## Work to complete
Copy, without any change, the lines from the one that holds "on the palm" through the final line of the material below.

--- START ---

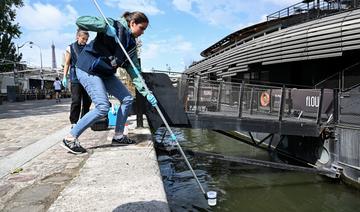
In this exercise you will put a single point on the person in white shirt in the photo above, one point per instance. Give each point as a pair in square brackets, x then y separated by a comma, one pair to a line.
[57, 88]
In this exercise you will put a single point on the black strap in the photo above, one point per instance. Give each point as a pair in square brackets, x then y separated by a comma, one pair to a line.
[76, 49]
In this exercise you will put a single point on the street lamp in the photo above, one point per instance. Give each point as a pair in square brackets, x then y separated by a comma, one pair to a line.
[41, 67]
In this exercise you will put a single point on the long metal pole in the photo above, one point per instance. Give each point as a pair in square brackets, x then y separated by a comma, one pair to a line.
[173, 137]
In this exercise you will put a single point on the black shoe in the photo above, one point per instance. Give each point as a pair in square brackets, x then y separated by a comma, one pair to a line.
[73, 146]
[122, 141]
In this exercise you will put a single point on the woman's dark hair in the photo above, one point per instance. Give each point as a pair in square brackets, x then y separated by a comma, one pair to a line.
[136, 16]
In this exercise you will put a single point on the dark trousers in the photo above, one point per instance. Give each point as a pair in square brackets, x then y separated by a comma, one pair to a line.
[78, 96]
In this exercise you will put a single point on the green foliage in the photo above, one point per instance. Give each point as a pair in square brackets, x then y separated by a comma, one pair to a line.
[9, 30]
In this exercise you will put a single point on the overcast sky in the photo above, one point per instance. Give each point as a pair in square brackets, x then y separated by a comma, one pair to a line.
[179, 29]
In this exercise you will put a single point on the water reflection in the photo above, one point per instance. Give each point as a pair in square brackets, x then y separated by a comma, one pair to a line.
[244, 187]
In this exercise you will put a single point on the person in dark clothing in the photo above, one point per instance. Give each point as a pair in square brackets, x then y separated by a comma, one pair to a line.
[78, 93]
[96, 68]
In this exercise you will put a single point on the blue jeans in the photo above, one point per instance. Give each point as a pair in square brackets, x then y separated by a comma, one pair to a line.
[97, 88]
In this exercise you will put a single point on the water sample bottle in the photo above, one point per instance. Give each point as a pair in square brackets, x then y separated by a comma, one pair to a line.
[211, 196]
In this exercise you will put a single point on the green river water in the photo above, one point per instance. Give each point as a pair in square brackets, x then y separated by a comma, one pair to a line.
[242, 187]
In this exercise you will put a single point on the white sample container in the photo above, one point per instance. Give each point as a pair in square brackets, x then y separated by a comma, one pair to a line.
[211, 196]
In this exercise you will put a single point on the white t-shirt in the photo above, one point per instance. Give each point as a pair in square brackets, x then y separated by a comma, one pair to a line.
[57, 85]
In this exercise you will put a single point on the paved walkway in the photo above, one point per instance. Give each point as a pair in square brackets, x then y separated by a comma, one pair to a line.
[37, 174]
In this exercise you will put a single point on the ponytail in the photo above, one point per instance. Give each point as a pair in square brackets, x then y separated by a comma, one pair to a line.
[137, 17]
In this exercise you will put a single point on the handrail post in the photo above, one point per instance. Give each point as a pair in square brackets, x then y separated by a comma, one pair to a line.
[241, 94]
[271, 101]
[251, 99]
[197, 93]
[321, 97]
[282, 101]
[336, 105]
[218, 104]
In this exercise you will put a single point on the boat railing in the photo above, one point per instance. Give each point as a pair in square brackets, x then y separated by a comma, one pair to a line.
[344, 80]
[255, 101]
[314, 8]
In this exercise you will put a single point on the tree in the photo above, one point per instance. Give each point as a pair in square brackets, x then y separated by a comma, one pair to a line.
[8, 31]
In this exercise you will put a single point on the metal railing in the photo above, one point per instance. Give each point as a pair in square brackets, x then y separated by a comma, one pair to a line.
[244, 100]
[314, 8]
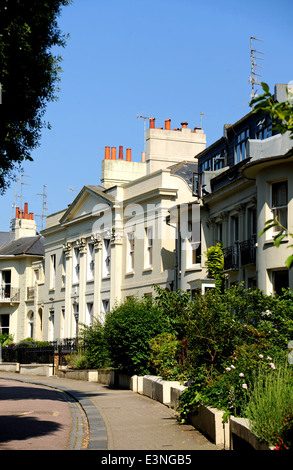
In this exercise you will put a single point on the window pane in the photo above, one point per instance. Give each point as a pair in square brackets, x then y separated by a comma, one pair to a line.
[279, 194]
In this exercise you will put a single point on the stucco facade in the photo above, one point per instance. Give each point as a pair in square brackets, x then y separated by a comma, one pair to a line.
[21, 276]
[116, 240]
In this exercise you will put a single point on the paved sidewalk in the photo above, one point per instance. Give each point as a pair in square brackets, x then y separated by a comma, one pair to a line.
[117, 419]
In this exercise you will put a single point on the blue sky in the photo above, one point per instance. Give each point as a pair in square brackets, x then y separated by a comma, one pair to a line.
[157, 58]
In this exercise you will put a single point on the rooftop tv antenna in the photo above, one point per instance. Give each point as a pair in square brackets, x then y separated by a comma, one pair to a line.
[252, 79]
[145, 118]
[201, 116]
[14, 202]
[72, 191]
[44, 206]
[22, 183]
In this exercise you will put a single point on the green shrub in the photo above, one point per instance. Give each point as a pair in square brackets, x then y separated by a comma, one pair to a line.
[94, 344]
[270, 403]
[78, 361]
[5, 339]
[129, 327]
[164, 354]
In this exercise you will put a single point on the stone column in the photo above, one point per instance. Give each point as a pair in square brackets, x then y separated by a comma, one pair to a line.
[97, 240]
[67, 248]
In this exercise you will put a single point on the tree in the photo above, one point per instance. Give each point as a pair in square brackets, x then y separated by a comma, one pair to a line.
[281, 112]
[282, 117]
[28, 74]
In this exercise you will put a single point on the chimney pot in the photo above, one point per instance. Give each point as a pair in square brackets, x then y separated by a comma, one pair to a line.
[26, 210]
[107, 153]
[152, 123]
[128, 155]
[167, 124]
[113, 153]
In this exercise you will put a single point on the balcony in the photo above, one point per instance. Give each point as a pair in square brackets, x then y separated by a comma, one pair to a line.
[248, 252]
[9, 294]
[231, 258]
[30, 293]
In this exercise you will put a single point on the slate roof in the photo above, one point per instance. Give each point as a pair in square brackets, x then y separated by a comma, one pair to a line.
[184, 170]
[33, 246]
[6, 237]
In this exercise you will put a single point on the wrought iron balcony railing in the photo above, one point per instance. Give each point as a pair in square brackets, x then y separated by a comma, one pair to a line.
[30, 293]
[231, 258]
[248, 252]
[9, 294]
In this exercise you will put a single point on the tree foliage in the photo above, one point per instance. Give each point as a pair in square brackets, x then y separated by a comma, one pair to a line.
[29, 72]
[282, 117]
[281, 112]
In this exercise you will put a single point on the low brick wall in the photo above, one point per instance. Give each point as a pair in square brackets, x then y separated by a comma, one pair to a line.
[9, 366]
[233, 435]
[46, 370]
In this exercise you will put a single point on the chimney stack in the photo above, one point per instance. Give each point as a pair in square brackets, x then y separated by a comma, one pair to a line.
[107, 153]
[113, 153]
[152, 123]
[167, 124]
[128, 155]
[26, 210]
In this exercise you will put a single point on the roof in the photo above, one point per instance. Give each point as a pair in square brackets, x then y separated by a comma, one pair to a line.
[6, 237]
[33, 246]
[184, 170]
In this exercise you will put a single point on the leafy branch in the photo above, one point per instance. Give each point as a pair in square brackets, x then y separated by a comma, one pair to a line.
[281, 112]
[282, 233]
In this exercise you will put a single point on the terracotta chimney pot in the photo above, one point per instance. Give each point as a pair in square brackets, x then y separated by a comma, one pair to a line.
[128, 155]
[107, 153]
[113, 153]
[26, 210]
[152, 123]
[167, 124]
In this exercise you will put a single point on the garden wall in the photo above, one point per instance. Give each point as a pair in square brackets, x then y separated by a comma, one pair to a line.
[232, 435]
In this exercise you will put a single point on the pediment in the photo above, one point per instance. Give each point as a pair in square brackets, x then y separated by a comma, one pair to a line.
[90, 202]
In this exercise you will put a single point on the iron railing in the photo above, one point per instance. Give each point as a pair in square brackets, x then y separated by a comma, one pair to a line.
[9, 294]
[231, 257]
[248, 252]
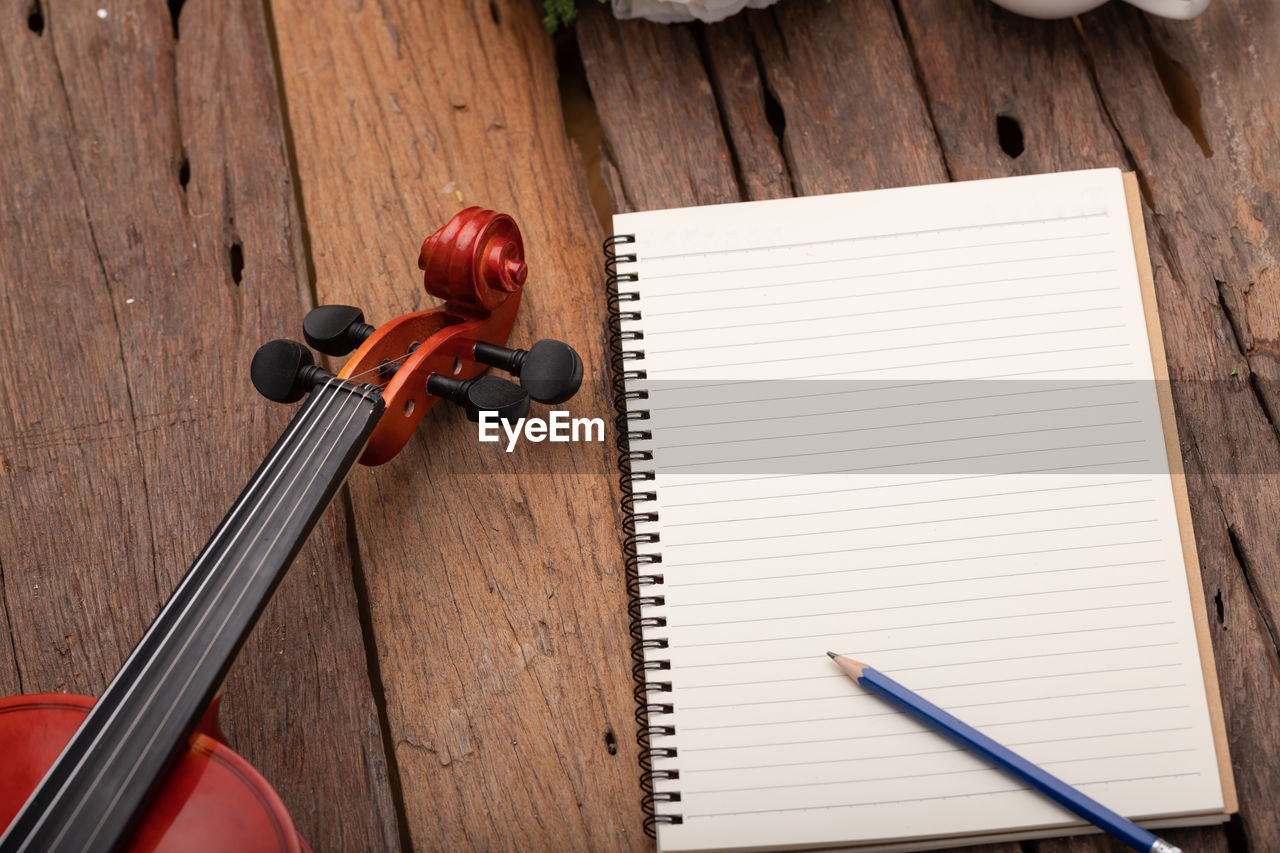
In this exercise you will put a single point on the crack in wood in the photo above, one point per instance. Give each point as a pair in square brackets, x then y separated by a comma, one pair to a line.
[309, 296]
[735, 162]
[174, 12]
[1247, 574]
[1238, 336]
[360, 583]
[36, 18]
[773, 110]
[13, 639]
[922, 90]
[127, 381]
[1180, 90]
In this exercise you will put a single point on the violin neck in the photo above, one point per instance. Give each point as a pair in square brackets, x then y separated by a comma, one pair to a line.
[109, 769]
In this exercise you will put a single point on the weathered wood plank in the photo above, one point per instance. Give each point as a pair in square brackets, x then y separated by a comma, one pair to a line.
[647, 80]
[977, 63]
[126, 290]
[842, 77]
[494, 579]
[832, 138]
[748, 109]
[1194, 105]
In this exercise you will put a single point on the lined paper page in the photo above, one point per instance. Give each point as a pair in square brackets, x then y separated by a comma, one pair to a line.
[917, 427]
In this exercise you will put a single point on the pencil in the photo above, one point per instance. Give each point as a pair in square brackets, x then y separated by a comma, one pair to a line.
[1002, 757]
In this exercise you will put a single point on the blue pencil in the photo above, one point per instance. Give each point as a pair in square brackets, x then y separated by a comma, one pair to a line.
[1002, 757]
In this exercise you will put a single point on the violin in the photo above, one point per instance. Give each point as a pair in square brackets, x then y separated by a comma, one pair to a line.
[145, 766]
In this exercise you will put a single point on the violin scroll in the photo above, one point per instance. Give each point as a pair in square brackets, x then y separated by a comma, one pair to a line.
[476, 264]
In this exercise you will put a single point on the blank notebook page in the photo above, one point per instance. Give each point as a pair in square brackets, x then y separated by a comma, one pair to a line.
[917, 427]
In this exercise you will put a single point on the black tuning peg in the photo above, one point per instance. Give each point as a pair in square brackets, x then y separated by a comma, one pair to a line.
[336, 329]
[284, 370]
[487, 393]
[549, 370]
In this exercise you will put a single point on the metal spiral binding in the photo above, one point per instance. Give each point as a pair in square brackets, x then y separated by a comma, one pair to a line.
[643, 591]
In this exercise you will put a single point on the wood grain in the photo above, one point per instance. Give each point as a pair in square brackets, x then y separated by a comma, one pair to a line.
[973, 63]
[494, 580]
[128, 377]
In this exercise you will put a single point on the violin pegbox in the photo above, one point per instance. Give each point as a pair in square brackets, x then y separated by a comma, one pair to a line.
[476, 264]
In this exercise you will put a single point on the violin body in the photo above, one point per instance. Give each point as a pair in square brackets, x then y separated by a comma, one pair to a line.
[213, 799]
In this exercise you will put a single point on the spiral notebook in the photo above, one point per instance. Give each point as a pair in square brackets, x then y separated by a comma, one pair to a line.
[929, 428]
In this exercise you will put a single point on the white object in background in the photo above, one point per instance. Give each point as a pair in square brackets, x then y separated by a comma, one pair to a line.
[682, 10]
[1180, 9]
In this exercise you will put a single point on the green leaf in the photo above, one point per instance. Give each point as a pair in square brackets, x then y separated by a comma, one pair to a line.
[558, 13]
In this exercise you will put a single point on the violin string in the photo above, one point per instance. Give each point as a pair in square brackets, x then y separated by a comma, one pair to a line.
[227, 580]
[243, 589]
[177, 625]
[174, 630]
[191, 576]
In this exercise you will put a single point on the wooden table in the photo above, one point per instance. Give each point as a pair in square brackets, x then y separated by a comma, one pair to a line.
[446, 664]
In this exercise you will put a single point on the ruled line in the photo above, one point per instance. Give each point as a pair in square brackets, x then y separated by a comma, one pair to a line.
[912, 626]
[949, 643]
[928, 775]
[906, 565]
[904, 544]
[945, 268]
[872, 384]
[841, 297]
[919, 605]
[919, 583]
[924, 799]
[883, 506]
[685, 466]
[667, 487]
[851, 333]
[910, 524]
[900, 425]
[936, 752]
[905, 346]
[929, 364]
[960, 478]
[865, 409]
[894, 712]
[1019, 279]
[831, 676]
[901, 254]
[922, 730]
[881, 236]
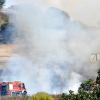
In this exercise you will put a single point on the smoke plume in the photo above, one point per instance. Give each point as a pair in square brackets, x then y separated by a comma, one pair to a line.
[55, 50]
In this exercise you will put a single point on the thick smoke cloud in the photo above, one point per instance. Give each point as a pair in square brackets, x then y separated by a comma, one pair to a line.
[56, 50]
[86, 11]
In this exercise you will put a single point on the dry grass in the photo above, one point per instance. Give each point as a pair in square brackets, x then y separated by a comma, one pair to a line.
[14, 98]
[56, 97]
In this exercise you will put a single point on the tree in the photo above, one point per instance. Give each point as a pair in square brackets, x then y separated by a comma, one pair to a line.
[2, 2]
[98, 77]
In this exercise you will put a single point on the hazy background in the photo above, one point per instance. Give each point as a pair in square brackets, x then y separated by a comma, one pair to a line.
[57, 47]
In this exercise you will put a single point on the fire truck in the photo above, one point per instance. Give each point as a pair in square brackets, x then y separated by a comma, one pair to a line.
[12, 88]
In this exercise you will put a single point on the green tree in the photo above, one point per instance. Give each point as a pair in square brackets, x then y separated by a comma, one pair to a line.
[41, 96]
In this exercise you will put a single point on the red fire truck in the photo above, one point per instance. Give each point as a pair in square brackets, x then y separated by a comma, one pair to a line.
[12, 88]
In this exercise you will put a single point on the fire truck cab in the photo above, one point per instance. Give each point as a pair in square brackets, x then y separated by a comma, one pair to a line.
[12, 88]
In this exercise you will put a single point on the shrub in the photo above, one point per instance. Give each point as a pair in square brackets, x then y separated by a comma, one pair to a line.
[41, 96]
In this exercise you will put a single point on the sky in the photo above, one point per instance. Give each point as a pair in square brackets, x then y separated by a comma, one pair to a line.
[8, 3]
[87, 11]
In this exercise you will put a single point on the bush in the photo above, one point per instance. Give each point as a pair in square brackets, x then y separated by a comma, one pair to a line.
[41, 96]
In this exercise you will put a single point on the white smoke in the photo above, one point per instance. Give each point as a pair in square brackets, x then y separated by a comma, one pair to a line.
[56, 50]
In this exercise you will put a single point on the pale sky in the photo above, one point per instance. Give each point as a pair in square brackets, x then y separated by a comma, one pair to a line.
[88, 11]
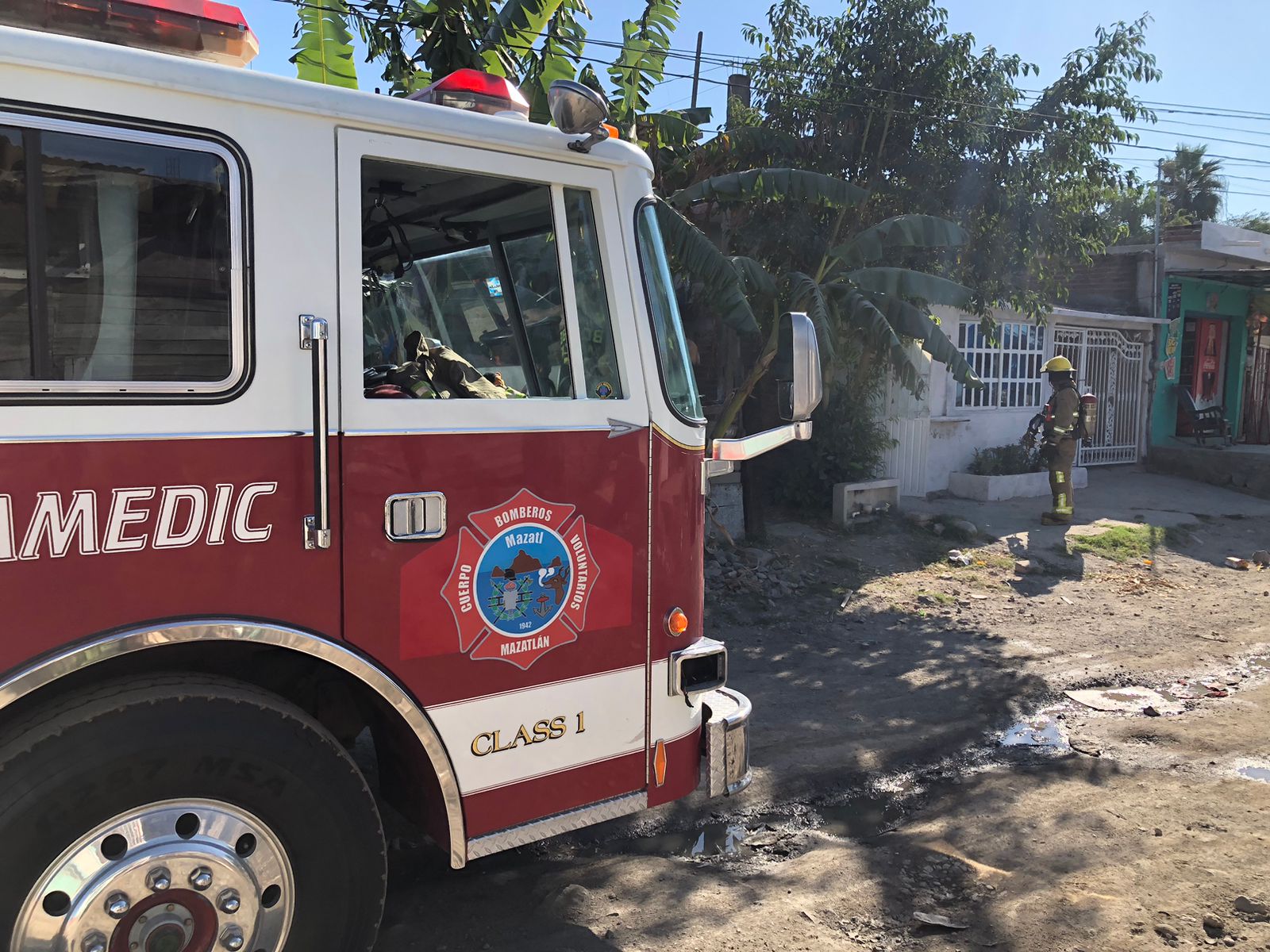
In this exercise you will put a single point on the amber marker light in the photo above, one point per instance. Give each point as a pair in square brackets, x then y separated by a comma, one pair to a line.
[676, 622]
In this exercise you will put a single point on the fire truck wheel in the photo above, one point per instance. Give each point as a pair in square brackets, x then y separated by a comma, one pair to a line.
[177, 814]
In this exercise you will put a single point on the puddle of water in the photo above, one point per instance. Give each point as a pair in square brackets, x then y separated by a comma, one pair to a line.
[1041, 731]
[865, 816]
[713, 839]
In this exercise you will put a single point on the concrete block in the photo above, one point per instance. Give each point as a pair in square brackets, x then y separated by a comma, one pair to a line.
[994, 489]
[849, 497]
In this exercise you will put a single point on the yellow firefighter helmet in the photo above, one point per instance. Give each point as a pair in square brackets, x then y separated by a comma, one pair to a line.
[1057, 365]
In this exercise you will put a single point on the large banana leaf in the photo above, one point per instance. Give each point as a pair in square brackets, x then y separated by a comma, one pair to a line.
[742, 141]
[324, 44]
[901, 232]
[641, 63]
[668, 130]
[768, 184]
[905, 282]
[698, 255]
[511, 37]
[912, 321]
[854, 310]
[558, 57]
[753, 277]
[806, 295]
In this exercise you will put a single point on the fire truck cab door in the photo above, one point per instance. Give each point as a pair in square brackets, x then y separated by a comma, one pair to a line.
[495, 460]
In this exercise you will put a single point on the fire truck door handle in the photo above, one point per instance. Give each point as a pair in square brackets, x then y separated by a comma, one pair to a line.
[313, 336]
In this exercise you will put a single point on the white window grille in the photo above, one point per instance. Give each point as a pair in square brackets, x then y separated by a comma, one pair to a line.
[1010, 368]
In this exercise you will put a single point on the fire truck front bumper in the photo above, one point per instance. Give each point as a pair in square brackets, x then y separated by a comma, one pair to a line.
[725, 742]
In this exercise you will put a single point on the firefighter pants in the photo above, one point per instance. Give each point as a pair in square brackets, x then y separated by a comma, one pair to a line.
[1060, 482]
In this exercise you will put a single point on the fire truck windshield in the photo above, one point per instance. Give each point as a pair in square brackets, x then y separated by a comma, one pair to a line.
[673, 353]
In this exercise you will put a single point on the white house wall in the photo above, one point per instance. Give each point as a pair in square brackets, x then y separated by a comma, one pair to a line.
[937, 437]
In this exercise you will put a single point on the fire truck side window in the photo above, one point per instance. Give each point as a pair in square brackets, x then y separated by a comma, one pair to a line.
[114, 263]
[14, 308]
[460, 286]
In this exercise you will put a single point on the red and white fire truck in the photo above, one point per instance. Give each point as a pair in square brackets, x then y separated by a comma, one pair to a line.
[329, 416]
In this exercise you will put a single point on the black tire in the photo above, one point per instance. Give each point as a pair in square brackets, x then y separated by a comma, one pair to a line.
[87, 758]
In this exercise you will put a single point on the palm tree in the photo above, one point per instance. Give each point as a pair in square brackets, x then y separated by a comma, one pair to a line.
[1193, 186]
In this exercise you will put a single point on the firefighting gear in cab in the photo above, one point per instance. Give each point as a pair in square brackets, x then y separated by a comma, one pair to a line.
[1060, 433]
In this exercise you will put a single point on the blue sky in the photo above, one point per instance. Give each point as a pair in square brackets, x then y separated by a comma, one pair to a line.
[1213, 57]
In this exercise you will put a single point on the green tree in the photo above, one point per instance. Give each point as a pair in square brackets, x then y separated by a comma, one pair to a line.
[930, 131]
[850, 283]
[886, 97]
[1193, 186]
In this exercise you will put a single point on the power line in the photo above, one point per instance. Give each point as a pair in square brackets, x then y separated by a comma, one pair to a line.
[1039, 132]
[724, 60]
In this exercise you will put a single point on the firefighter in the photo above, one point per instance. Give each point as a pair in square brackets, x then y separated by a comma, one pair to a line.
[1060, 424]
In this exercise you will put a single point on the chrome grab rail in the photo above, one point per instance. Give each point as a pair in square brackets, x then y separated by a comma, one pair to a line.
[760, 443]
[314, 336]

--- END ---

## Solution below
In this exercise you will put a single point on the palm tree in the photo above, one point per instance. Give each point as a pair in square brackets, x then y separated by a comma, one pair to a line.
[1193, 186]
In this exercise you will put a single point on the firefighting gear in cab in the photo above, one point per instance. Give each point as a pair in square brackets, x then y separated by a comma, one pair to a line.
[1060, 433]
In this exercise you will put a single point on the blue sky in the photo above, one point per instance. Give each point as a pair in square brackets, x then y separated by a comma, one pair to a line.
[1213, 57]
In this exercise you will put a single point on the green tree in the photo above, one point per instance. Give each point as a pair in square brackets, x then y separated by a comma, one pair to a line.
[930, 131]
[850, 283]
[886, 97]
[1193, 186]
In this exercise you will put a single point on the power line in the photo above, one point per instance. Give each point as a pair in square brackets, x then y separated by a comma, one pair to a line.
[1039, 132]
[724, 60]
In this exercise you will put a single point on the firefighter in the photo above, one point per instance. Give each point as a pair in square brackets, x then y separated by a comma, one pair to a line.
[1060, 424]
In this exercise you will put a single point on the chrome grab rail in the photo above, one point per instance. Give each point as a pair in square brackets, x then y separated by a comma, one pair to a line.
[760, 443]
[314, 336]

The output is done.